▶ **Exercise description**
Skip the images and return the records below exactly.

▶ **Data for this exercise**
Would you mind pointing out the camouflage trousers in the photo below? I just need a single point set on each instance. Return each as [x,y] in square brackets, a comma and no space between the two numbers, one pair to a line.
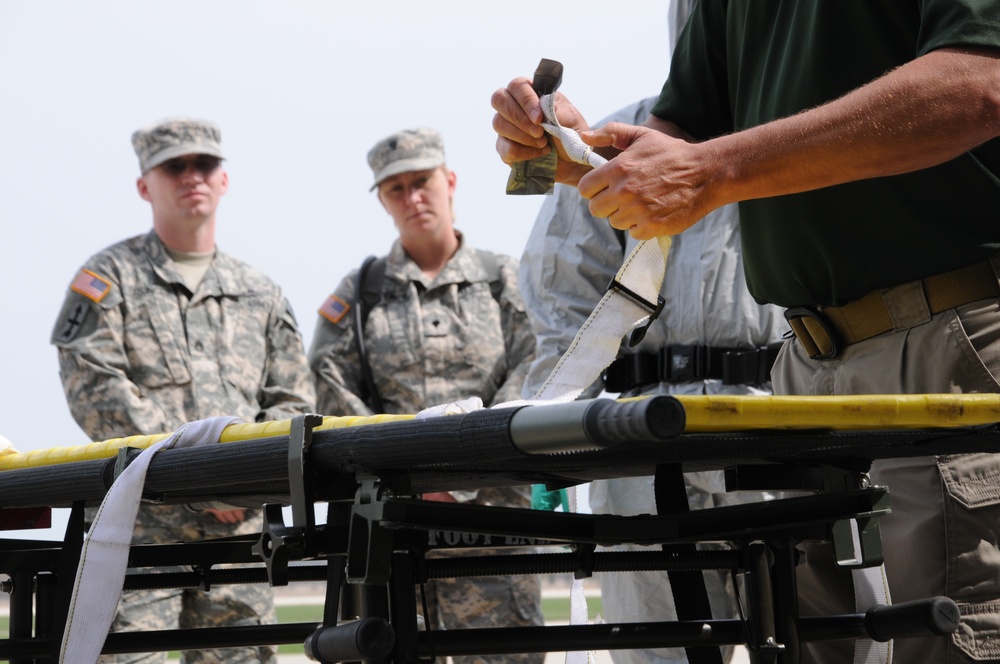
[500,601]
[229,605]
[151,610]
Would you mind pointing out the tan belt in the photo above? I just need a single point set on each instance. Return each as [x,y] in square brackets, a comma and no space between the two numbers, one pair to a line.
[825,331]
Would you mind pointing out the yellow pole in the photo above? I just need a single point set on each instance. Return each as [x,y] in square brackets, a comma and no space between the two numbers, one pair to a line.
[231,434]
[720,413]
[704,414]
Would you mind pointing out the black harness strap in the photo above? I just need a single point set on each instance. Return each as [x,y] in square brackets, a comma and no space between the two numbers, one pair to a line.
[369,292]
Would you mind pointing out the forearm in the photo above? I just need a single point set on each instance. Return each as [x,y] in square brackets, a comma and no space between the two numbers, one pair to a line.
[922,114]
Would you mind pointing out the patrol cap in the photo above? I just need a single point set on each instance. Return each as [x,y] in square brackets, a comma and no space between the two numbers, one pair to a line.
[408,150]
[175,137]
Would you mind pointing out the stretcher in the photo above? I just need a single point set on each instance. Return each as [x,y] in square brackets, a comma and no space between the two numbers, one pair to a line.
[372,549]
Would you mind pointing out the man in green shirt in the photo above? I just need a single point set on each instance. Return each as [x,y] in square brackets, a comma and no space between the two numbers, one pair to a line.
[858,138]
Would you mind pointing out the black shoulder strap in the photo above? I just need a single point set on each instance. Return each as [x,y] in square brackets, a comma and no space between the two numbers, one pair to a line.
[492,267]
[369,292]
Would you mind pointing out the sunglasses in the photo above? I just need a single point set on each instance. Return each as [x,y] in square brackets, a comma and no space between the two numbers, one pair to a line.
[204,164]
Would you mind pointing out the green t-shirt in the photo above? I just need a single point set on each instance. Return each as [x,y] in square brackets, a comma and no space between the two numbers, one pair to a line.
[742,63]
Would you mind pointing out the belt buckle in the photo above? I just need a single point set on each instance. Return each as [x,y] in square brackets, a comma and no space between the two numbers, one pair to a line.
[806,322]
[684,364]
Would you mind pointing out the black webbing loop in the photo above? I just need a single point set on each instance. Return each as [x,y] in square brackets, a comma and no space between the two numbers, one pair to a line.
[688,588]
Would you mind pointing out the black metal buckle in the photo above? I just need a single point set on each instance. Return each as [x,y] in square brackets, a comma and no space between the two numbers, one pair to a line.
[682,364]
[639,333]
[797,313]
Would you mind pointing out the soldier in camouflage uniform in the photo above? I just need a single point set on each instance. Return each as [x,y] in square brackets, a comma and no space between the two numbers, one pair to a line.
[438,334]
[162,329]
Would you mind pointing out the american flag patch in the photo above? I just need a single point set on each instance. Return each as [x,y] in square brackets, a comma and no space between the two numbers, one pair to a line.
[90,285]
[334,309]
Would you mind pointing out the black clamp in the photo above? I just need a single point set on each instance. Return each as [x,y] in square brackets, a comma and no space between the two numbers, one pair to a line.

▶ **The completed task**
Would you mind pointing out the camouflage trousers in the photo below? I just need a single point set on each instance. Return each as [x,y] in square brackets, a comma and no space between the two numbers, one pair to a line.
[500,601]
[229,605]
[151,610]
Would you mind pointing out the tan belt in the photo above? I just need a single point set on each instance. Return each as [x,y] in square brackets, a comma and no space between the two numbers, one pair to a line.
[825,331]
Would you mind pointing out the yellow pole in the photo above? I just need a single point set on each instance. Return each as [x,y] in square brackets, a comma and no space between the two numbers, one pair to a line.
[231,434]
[720,413]
[704,414]
Would you mind pointing out the black harness strap in the photo above? I just need a single point set on each instance. Return each as [x,y] in square brackets, a comma and no space between the two numbers, one pair to a line.
[369,292]
Would you mind pointing out the forearm in the photo above? I just need a single point set on each instance. Return each as [x,y] in square brackets, a comma and no space between the two numbers, one pair to a line.
[922,114]
Would you mind pointing out the patrol cap in the photo above? I just need a single point set on each instance. Return each as [x,y] in square brackets, a comma and no space between the two numbers, one pair to a line.
[408,150]
[175,137]
Would you mind pointing out the stretcher in the photo above? I just need a single point set on each instance. Return each as [x,y] in square brackets, a comma and no space between the two numbers, one pair to a line.
[372,549]
Would you mind pointing out the man in green shirt in the photo above? I just need a single point set on each instance. Return each as [x,y] in square brackets, a comma and no space between the two numbers, one pair to a line.
[858,138]
Would you mind pointing out the black shoulder strap in the photo above? I just need a single point set on each instance. Return each as [x,y] in square brackets, a comma and no space between the two numbers, one pair to a line.
[492,267]
[369,292]
Would you mind pointing out the sunglasses in the photo above? I just need a single point set on each instance. Return each as [x,y] in square brackets, a comma and no space between the two numbers, one pair to a line.
[204,164]
Would you mind pointing out the green t-shirt in the photo above? I just need a single point set on each instance. Return each as [x,y] in square brackets, a comma and no space between the two numbers, one pair to a line.
[742,63]
Would you mind pointing out the belt buckle in the photo above? I just need a single point set on each instance. Return each as [x,y] in square brackets, a comma and no space between the two numbers, one pair to a line.
[806,322]
[684,364]
Would you mind pointing out the black webbing loop in the photo above? I just need a single point set on each instance. Return each as [x,y] in square brackets, a comma and no space between the two numbers, one pair to a line.
[688,588]
Would you mind pointing out the black metal buckle in the photo above? I just need a single point set on each instance. Return each as [x,y] in square brackets, a comma and no space between the two numbers, one pair to a line.
[682,364]
[639,333]
[797,313]
Would you mind pointing out the soldier in camouflage uniform in the photo above? I just need a single point set on each instance. Return each as [x,y] in square brackets, a comma and no space between the two numbers, one pair to a line.
[438,334]
[162,329]
Would you mind pointing out the american flag patch in the photo above? I just need a single point set on each instance. Return each as [x,y] in square brackets, a comma and no space between the two numbers, one pair to a line.
[90,285]
[334,309]
Would you mind pointing out the black clamp in the photo above? I just need a single point set on each instance. Return each as [x,y] in square brackets, a comma and no space between the two numbers, one pair to a line.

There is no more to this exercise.